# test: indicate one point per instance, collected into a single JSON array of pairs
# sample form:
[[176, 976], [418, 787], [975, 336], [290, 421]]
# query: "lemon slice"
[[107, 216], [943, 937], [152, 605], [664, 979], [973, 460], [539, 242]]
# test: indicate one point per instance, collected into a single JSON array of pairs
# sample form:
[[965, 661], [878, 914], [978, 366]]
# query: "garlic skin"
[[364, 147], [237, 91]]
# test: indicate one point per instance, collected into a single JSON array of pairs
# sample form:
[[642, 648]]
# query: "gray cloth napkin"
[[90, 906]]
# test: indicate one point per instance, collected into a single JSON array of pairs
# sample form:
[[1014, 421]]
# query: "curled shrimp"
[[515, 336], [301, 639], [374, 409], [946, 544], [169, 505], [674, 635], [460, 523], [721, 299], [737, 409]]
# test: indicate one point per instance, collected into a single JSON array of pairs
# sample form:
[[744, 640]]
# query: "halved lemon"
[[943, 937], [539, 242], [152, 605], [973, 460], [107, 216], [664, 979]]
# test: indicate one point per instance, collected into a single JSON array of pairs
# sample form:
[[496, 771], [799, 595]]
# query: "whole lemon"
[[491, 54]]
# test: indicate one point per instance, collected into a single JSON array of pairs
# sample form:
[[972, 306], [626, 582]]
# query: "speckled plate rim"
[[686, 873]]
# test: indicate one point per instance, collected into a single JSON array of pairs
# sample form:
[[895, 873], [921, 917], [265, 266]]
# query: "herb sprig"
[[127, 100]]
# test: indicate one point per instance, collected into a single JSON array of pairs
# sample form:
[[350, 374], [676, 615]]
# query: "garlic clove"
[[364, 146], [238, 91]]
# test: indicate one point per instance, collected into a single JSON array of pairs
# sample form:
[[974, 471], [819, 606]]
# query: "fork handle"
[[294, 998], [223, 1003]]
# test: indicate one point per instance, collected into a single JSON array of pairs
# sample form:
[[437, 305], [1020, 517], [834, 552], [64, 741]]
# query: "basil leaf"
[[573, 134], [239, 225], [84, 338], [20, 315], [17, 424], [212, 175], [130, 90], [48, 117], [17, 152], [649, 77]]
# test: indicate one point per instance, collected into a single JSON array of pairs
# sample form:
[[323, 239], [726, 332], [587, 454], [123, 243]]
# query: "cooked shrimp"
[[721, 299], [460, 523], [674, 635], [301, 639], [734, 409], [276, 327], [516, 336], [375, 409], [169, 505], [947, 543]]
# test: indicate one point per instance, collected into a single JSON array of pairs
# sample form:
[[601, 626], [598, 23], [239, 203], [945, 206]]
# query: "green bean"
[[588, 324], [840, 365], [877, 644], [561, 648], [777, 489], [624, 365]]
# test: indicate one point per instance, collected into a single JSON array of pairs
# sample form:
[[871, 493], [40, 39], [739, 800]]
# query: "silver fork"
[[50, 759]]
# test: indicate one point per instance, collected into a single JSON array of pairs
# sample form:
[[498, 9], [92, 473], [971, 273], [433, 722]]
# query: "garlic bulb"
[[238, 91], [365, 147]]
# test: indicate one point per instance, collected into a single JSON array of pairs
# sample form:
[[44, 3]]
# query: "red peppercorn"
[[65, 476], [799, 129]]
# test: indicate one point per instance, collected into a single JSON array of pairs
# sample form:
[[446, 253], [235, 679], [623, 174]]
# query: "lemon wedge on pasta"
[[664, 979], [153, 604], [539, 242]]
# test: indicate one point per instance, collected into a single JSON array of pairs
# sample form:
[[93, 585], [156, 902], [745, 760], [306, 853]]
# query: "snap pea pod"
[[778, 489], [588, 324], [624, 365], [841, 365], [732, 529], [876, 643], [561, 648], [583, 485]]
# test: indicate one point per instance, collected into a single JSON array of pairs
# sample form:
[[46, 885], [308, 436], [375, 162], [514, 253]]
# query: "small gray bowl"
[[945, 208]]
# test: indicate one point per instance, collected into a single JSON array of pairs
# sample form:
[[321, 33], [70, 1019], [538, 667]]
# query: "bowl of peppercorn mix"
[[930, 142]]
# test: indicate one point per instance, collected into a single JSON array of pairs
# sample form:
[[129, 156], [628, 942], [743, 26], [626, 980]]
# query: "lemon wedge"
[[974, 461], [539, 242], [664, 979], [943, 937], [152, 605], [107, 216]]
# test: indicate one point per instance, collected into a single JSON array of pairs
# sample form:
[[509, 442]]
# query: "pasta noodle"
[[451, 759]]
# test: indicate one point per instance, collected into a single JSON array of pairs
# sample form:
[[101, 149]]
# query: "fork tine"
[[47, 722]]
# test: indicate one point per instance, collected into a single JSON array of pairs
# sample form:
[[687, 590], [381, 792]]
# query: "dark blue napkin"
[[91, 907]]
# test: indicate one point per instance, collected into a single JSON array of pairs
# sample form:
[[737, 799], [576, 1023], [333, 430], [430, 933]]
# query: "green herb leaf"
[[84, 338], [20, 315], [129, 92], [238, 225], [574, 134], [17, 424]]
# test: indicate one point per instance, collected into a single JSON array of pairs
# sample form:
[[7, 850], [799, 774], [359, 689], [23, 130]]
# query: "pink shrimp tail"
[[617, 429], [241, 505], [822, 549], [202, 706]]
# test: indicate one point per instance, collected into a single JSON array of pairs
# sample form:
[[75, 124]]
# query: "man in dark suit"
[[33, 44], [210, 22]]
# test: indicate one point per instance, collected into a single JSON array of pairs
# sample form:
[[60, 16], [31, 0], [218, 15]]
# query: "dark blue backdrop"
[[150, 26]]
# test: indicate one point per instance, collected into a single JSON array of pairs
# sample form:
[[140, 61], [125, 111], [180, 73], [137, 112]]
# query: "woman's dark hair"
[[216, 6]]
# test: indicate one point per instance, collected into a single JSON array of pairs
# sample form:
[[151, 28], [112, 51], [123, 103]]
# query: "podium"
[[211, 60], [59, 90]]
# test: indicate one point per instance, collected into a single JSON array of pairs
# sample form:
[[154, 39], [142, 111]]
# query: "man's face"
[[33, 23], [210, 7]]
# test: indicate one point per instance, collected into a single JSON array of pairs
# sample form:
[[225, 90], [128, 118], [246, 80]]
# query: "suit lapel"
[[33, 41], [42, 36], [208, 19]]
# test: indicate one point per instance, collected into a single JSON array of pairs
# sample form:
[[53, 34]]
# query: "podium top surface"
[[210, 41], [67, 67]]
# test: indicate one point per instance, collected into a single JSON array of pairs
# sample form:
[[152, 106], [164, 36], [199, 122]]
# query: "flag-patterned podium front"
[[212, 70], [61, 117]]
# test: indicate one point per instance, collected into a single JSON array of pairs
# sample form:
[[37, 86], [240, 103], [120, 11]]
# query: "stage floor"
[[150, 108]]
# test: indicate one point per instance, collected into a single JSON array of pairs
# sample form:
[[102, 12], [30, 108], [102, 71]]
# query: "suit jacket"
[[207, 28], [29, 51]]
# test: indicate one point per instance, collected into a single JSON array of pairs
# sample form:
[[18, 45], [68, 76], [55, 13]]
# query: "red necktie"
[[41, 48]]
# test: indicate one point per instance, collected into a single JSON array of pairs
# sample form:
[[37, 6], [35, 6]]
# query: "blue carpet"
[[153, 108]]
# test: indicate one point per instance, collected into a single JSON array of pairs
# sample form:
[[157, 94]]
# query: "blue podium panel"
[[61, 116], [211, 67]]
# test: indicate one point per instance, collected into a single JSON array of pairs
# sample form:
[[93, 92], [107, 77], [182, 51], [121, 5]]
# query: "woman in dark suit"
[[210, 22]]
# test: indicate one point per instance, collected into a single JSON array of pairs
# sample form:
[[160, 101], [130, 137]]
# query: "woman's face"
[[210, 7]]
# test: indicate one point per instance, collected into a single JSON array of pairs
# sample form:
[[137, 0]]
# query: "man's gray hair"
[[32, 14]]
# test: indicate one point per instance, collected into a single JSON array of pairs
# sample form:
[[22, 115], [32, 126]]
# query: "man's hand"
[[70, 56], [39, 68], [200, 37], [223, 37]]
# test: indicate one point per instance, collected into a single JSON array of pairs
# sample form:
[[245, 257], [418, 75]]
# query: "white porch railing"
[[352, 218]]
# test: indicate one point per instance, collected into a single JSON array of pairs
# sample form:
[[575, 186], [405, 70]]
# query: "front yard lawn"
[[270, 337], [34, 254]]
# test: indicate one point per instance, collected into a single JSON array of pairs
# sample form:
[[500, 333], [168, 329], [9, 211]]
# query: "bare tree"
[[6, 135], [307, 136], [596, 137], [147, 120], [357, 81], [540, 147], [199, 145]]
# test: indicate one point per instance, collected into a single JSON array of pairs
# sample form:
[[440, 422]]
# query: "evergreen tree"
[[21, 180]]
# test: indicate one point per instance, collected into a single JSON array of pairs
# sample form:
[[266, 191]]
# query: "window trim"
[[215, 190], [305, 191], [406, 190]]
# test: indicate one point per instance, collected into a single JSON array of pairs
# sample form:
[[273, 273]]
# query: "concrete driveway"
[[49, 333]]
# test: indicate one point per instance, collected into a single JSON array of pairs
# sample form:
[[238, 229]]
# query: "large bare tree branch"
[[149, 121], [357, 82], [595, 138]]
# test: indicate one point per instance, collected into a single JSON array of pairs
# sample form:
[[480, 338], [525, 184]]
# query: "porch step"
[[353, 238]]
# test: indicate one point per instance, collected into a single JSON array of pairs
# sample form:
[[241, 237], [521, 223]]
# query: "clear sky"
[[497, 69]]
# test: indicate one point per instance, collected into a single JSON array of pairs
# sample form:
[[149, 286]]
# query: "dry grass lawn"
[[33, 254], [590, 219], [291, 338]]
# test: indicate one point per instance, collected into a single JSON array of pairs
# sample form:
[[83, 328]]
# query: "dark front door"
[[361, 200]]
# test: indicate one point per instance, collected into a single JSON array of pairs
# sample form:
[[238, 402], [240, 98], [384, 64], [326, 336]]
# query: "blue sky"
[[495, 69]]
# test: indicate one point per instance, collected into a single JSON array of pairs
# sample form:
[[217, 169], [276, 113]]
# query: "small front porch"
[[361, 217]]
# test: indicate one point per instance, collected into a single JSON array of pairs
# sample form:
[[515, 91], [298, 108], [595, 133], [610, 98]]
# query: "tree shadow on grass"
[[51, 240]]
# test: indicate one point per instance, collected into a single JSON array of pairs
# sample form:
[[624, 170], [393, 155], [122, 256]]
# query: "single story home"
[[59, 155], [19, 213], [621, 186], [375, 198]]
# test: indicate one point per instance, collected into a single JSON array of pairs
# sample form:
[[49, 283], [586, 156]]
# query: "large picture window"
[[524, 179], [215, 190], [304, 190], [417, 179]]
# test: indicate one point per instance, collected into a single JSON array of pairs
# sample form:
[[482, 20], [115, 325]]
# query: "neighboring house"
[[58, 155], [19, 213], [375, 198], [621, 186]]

• **Instructions to follow**
Convert the lines from the start of the items up to and including the line containing "460], [539, 242]]" into a Markdown table with a Row column for the row number and a Line column for the line itself, leaving out any blank lines.

• **Exercise answer**
| Row | Line |
|---|---|
| 1 | # test: indicate one point per instance, collected into a single JSON array of pairs |
| 2 | # sample form: |
| 3 | [[176, 976], [418, 787], [975, 336], [290, 421]] |
| 4 | # query: "lemon slice" |
| 5 | [[107, 216], [943, 937], [152, 605], [664, 979], [973, 460], [539, 242]] |